◆ Ejercicio escrito: Reproduce literalmente el pasaje del hilo sobre el router que no enciende, desde "Al transformador si" hasta "alimentación) me da 0v .".

◆ Fragmento proporcionado:
···

# Router TP-LINK WR941ND no enciende



## Oscar Ruiz (Abr 17, 2014)

Al transformador si le están llegando los 9v para alimentar el router pero no enciende, al abrir el router y medir el voltaje de alimentación directo en la tarjeta del circuito (en las paticas del conector de alimentación) me da 0v . 

En otras palabras, en la entrada del voltaje donde pienso que deberían medirse los 9v en la tarjeta, no los hay. 

Desoldé el conector a ver que tal y midiendo el conector en el aire, sólo con el transformador, si me dan los 9v. 

Gracias por su ayuda ...


----------



## DOSMETROS (Abr 17, 2014)

Parecería un corto en la plaqueta , a revisar los díodos y los capacitores electrolíticos


----------



## Nilfred (Abr 17, 2014)

¿9 V? ¡Qué raro! El 842 y el 1043 andan con 12 V, el 741 con 9 V.
Si te vas a comprar un router nuevo, buscá el TL-WR1043ND V2
Nunca le vi sentido a pagar tan caro el 941, existiendo el 842 y el 3420 por menos plata.


----------



## DOSMETROS (Abr 17, 2014)

Los que se alimentan con 9 V *suelen ser* de AC , así que les podés poner un 12 Vdc de cualquier polaridad , ya que tienen rectificación y filtrado propios


----------



## Oscar Ruiz (Abr 17, 2014)

Este transformador del WR941ND tiene una salida de 9VDC, ya viene rectificado del transformador, de hecho en el tester mido es en DC. el problema es que al conectar la alimentación, los 9VDC no aparecen cuando mido en los pines del conector en el circuito impreso.


----------

···

◆ Ejemplos de etiquetado de puntos:
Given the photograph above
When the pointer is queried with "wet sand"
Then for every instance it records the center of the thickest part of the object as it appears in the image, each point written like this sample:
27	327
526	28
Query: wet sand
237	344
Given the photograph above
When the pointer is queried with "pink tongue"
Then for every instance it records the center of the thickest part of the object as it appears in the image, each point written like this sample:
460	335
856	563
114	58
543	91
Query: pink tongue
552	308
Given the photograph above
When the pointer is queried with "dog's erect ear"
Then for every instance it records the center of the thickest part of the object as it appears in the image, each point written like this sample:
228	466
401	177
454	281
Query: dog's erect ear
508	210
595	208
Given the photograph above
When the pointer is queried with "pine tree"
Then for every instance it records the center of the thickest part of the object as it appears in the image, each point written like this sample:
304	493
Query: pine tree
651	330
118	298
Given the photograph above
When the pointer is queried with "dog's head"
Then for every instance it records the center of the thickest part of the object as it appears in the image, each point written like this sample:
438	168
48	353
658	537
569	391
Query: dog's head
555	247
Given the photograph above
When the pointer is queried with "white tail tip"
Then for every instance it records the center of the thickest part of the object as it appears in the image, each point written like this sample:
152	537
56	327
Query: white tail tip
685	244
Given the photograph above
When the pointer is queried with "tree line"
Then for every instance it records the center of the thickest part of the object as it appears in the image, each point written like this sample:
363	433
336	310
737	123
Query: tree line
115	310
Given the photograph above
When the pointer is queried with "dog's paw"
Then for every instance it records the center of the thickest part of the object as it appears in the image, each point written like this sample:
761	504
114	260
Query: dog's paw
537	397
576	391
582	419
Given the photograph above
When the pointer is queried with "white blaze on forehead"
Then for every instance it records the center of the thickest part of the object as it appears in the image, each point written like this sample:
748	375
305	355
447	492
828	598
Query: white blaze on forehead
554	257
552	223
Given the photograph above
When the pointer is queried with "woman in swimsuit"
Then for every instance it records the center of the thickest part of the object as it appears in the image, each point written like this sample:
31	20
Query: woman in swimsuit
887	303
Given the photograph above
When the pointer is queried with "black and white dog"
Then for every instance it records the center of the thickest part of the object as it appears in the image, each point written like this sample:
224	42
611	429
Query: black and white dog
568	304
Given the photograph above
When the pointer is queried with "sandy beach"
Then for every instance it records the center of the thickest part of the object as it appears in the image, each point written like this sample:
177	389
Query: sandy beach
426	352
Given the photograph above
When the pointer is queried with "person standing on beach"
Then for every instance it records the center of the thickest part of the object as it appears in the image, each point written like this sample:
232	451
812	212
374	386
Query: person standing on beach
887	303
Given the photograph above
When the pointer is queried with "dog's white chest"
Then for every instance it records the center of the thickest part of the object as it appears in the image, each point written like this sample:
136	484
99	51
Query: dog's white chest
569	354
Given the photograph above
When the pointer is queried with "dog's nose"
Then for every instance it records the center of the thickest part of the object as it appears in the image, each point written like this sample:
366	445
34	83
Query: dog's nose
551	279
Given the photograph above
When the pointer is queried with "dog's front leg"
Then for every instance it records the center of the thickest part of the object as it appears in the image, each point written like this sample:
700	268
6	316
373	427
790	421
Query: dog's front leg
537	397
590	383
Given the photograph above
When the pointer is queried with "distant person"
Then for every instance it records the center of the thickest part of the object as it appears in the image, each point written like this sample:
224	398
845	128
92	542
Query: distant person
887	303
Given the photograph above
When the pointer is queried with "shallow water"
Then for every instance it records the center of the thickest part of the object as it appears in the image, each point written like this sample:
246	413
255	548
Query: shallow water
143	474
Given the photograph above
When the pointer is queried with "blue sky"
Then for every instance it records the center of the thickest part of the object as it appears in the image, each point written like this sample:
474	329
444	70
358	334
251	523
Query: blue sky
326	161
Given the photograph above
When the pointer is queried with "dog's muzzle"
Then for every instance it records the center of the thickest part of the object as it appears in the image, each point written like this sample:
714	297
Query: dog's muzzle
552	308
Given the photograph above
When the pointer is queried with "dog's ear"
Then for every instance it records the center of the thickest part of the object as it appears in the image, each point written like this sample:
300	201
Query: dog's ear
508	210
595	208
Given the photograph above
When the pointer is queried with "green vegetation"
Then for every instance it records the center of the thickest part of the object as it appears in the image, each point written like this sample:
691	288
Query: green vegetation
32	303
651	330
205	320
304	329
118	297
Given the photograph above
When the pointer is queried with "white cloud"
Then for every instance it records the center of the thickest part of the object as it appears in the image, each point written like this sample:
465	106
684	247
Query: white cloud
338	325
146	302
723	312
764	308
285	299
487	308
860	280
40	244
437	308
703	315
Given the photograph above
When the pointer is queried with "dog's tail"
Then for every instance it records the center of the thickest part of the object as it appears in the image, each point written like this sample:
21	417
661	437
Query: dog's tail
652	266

···

◆ Respuesta final:
Al transformador si le están llegando los 9v para alimentar el router pero no enciende, al abrir el router y medir el voltaje de alimentación directo en la tarjeta del circuito (en las paticas del conector de alimentación) me da 0v .